Tarefa: Copie palavra por palavra tudo o que vai de "Impacto das medidas" até "impossível para ele." no trecho abaixo.

Trecho:
-- -- --
Em entrevista ao Terra, Lucas Landin, mestre em Gestão de Políticas Públicas pela Faculdade de Ciências Físicas e Matemáticas da Universidade do Chile e professor de Políticas Públicas na Etec Cepam, citou o fim dos subsídios como vilão dos preços do  transporte público, que da noite para o dia aumentaram 250%. 

Um aumento que está afetando significativamente os estudantes brasileiros que buscavam na Argentina um custo de vida mais baixo e universidades mais acessíveis, especialmente para áreas como Medicina.  "Agora, esses estudantes terão que ajustar seus orçamentos para lidar com despesas como transporte público, água, luz e produtos básicos, que também sofrerão aumentos devido à eliminação dos subsídios. Esse aumento repentino no custo de vida pode impactar negativamente os brasileiros que planejavam viver na Argentina, pois enfrentam uma realidade financeira totalmente diferente da que esperavam", explicou.

Para piorar, o SUBE, um bilhete único para transporte público subsidiado pelo governo federal, também pode sofrer mudanças durante o governo de Milei. Esse bilhete, similar ao bilhete único utilizado na cidade de São Paulo,  é validado no ônibus e parte da tarifa é paga pelo usuário, enquanto a maior parte é subsidiada pelo governo federal argentino.

"Um estudante brasileiro que se planejou morar na Argentina no ano passado, hoje precisa lidar com uma realidade totalmente diferente. Isso para além da medida de Milei, que prevê cobrar a mensalidade dos estudantes brasileiros, que hoje estudam gratuitamente. O presidente argentino quer rever isso. Então, não é uma situação muito fácil para quem está indo estudar na Argentina ultimamente", comenta Landin. 

Impacto das medidas de Milei na vida de estudantes e cidadãos argentinos

José, que é um cidadão argentino de classe média alta, está quase finalizando seu curso de graduação e, durante todo esse período, nunca havia precisado conciliar os estudos com o trabalho. No entanto, com o novo cenário que está se formando na Argentina, dedicar-se apenas aos estudos é quase impossível para ele.
-- -- --
Dados armazenados:
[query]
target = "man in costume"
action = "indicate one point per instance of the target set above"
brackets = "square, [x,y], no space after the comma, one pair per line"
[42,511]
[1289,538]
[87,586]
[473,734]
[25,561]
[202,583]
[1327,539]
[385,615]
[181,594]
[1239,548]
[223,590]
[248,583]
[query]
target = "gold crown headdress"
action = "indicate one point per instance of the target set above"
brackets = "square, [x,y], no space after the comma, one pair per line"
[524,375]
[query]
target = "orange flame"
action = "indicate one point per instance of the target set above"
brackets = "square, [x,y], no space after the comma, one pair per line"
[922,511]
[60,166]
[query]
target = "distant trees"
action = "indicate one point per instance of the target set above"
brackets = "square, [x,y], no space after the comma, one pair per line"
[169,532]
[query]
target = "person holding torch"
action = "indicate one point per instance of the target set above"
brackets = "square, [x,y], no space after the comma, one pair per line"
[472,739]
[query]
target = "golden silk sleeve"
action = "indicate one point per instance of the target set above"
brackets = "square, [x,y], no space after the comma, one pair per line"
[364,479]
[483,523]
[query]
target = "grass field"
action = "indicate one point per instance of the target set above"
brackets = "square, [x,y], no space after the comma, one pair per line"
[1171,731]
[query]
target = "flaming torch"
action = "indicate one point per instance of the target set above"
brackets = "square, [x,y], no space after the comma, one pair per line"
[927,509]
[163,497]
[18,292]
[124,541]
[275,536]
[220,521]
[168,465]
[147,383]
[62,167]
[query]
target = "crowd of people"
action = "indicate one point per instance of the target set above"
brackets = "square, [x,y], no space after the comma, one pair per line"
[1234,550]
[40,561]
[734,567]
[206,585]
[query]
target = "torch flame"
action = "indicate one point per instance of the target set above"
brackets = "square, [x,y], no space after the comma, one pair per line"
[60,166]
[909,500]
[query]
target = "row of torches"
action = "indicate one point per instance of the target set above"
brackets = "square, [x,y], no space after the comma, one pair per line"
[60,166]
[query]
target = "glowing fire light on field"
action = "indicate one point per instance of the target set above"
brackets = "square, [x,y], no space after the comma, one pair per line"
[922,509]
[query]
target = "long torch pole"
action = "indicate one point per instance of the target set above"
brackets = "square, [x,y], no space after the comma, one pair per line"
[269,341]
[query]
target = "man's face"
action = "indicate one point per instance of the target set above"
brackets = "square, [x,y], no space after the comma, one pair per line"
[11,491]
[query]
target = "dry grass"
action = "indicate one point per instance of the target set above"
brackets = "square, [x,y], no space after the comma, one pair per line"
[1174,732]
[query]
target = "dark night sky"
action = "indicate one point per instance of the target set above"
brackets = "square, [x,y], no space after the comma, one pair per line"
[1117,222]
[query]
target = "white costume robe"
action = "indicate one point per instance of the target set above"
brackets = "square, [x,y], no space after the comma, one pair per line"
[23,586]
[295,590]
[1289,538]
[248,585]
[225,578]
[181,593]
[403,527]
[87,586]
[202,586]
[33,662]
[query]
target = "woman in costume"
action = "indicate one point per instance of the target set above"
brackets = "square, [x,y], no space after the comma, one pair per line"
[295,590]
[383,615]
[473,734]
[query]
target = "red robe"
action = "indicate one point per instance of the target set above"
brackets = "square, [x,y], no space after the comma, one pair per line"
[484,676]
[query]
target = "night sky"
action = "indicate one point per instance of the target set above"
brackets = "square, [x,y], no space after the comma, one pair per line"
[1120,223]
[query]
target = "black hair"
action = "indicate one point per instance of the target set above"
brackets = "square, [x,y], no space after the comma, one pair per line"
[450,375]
-- -- --
Resposta escrita:
Impacto das medidas de Milei na vida de estudantes e cidadãos argentinos

José, que é um cidadão argentino de classe média alta, está quase finalizando seu curso de graduação e, durante todo esse período, nunca havia precisado conciliar os estudos com o trabalho. No entanto, com o novo cenário que está se formando na Argentina, dedicar-se apenas aos estudos é quase impossível para ele.